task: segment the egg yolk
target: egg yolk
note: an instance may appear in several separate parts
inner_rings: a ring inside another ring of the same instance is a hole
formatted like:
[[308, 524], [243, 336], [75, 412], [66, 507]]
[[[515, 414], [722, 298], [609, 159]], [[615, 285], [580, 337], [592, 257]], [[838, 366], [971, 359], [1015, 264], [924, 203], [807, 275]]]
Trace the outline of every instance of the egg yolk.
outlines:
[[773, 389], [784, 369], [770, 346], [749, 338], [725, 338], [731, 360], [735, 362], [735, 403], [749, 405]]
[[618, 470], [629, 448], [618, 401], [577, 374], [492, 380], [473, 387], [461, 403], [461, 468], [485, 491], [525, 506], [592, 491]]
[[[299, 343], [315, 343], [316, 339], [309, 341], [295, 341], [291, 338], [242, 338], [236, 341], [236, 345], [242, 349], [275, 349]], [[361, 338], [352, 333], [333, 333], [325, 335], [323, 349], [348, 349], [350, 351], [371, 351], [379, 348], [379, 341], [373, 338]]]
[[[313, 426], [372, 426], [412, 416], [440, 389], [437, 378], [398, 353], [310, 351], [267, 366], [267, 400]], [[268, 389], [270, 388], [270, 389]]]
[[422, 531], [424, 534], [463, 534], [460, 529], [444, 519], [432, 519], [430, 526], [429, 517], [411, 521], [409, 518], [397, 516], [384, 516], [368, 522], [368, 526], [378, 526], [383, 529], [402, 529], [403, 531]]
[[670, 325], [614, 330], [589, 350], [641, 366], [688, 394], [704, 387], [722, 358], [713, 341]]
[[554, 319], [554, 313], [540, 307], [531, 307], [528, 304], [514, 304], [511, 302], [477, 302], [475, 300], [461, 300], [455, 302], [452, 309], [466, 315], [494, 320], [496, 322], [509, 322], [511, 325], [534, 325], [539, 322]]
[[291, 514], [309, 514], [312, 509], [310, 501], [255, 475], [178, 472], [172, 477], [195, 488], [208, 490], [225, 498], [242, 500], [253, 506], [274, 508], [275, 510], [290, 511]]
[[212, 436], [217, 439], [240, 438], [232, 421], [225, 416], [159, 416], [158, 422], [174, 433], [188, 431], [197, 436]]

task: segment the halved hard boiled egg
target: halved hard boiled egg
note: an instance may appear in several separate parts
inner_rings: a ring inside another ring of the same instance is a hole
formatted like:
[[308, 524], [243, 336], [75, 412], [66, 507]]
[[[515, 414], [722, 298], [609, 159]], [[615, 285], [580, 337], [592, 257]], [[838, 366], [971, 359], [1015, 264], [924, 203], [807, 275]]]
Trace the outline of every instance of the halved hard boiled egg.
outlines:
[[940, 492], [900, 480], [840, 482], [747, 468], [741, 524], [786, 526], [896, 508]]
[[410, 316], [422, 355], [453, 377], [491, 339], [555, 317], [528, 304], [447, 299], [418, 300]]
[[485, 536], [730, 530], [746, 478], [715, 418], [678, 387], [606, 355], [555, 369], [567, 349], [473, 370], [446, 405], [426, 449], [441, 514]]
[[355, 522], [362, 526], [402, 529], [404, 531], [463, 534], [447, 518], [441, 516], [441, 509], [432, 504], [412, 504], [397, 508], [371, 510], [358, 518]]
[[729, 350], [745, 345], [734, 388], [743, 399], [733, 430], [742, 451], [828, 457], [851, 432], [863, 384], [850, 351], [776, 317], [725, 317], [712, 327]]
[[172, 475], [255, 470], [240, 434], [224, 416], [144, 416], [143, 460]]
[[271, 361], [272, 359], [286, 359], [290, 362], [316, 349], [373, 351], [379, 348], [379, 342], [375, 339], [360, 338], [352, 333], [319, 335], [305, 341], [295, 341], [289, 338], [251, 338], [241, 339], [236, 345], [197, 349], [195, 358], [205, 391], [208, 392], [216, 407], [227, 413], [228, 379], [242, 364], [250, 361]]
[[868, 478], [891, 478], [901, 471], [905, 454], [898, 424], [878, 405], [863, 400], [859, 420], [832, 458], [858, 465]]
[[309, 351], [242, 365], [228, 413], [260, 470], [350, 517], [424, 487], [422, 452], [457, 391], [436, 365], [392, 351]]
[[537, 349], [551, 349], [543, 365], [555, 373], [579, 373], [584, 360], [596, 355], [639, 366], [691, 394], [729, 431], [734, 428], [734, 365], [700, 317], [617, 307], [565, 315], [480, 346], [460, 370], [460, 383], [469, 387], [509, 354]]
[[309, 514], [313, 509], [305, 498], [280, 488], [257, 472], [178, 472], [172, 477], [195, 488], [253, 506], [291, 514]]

============================================================

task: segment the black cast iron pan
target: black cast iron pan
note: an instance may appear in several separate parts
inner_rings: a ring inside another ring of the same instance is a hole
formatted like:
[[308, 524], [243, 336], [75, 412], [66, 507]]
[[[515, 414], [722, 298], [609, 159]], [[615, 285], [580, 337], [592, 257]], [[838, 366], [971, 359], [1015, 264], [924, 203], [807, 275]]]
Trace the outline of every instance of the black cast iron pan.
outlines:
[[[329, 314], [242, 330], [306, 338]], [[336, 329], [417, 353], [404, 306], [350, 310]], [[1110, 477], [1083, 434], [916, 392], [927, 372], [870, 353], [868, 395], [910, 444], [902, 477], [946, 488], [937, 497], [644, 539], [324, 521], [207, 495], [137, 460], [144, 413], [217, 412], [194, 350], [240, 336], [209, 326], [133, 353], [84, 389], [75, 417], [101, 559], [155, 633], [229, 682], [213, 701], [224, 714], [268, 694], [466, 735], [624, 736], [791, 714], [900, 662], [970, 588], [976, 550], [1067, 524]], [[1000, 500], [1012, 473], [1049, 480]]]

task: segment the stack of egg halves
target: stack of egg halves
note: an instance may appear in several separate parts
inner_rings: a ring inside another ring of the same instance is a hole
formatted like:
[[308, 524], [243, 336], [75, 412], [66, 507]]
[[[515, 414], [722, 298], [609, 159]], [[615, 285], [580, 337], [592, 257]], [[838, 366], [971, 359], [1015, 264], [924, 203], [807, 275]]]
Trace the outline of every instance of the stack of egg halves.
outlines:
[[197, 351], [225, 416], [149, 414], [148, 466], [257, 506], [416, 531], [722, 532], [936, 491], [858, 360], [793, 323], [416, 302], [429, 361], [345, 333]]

============================================================

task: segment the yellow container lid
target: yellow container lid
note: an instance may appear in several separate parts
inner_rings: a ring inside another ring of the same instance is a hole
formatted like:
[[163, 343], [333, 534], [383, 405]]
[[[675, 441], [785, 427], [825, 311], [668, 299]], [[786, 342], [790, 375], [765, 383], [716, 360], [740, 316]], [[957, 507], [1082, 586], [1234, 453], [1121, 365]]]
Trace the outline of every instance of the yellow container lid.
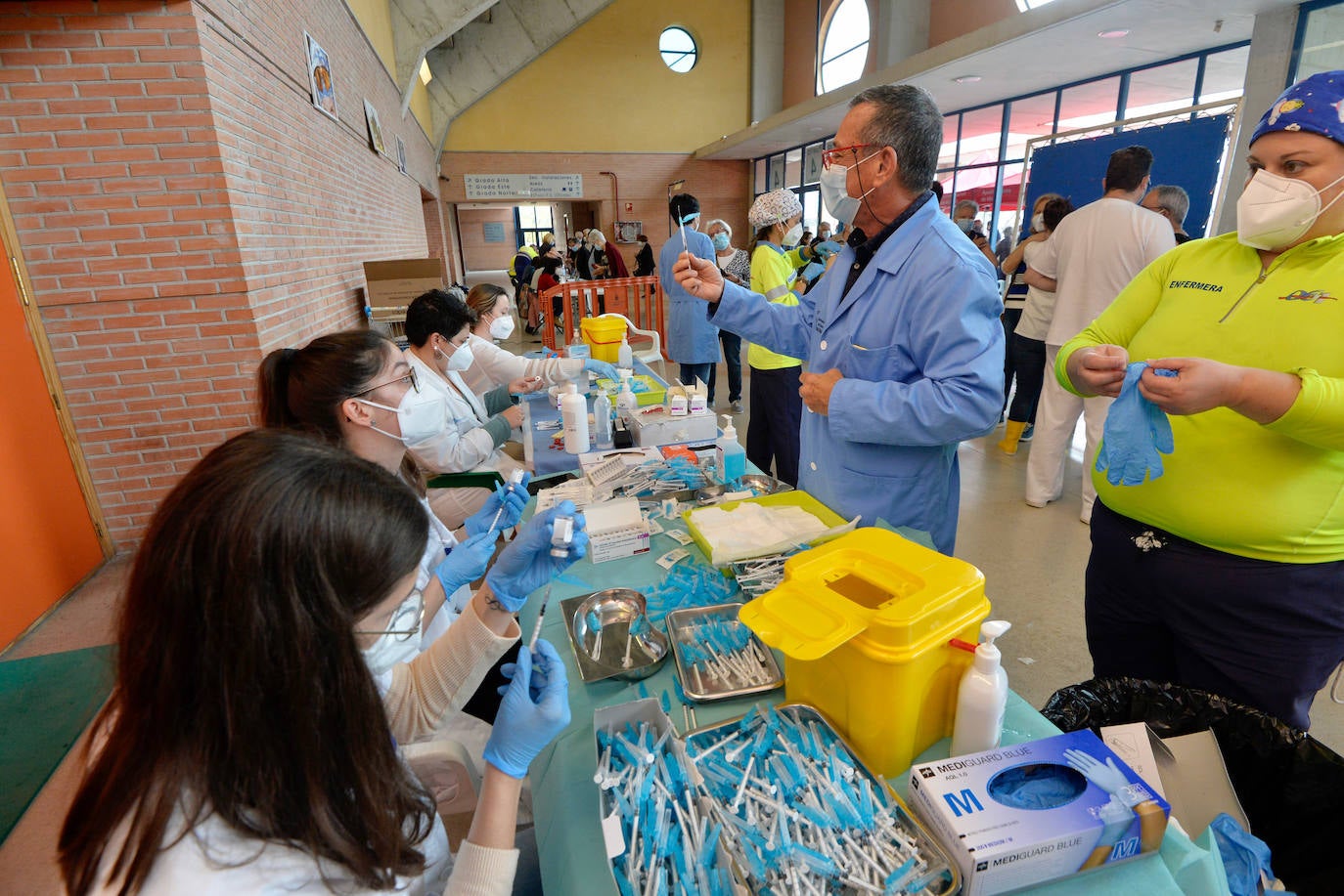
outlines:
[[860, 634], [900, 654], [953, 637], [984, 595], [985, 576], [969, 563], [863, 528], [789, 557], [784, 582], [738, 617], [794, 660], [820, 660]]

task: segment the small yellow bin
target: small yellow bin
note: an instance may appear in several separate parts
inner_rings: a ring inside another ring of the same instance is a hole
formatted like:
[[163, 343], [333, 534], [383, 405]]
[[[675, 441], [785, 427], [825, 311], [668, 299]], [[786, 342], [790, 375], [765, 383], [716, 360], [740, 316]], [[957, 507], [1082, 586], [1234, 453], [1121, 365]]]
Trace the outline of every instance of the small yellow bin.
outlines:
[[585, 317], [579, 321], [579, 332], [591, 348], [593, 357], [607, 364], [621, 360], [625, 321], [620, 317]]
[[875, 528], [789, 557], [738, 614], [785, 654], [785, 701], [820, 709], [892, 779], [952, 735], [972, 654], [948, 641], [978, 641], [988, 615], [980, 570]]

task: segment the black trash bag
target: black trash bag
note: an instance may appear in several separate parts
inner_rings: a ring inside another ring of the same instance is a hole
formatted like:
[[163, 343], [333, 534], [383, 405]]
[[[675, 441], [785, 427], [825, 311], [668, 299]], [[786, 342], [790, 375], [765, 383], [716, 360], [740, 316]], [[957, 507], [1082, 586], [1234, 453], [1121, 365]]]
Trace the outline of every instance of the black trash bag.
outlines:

============================================================

REQUIRED WORK. Which of the lines above contain the word "cast"? Pick out each one and copy it.

OUTPUT OF THE EXERCISE.
task: segment the black cast iron pan
target: black cast iron pan
Trace the outline of every instance of the black cast iron pan.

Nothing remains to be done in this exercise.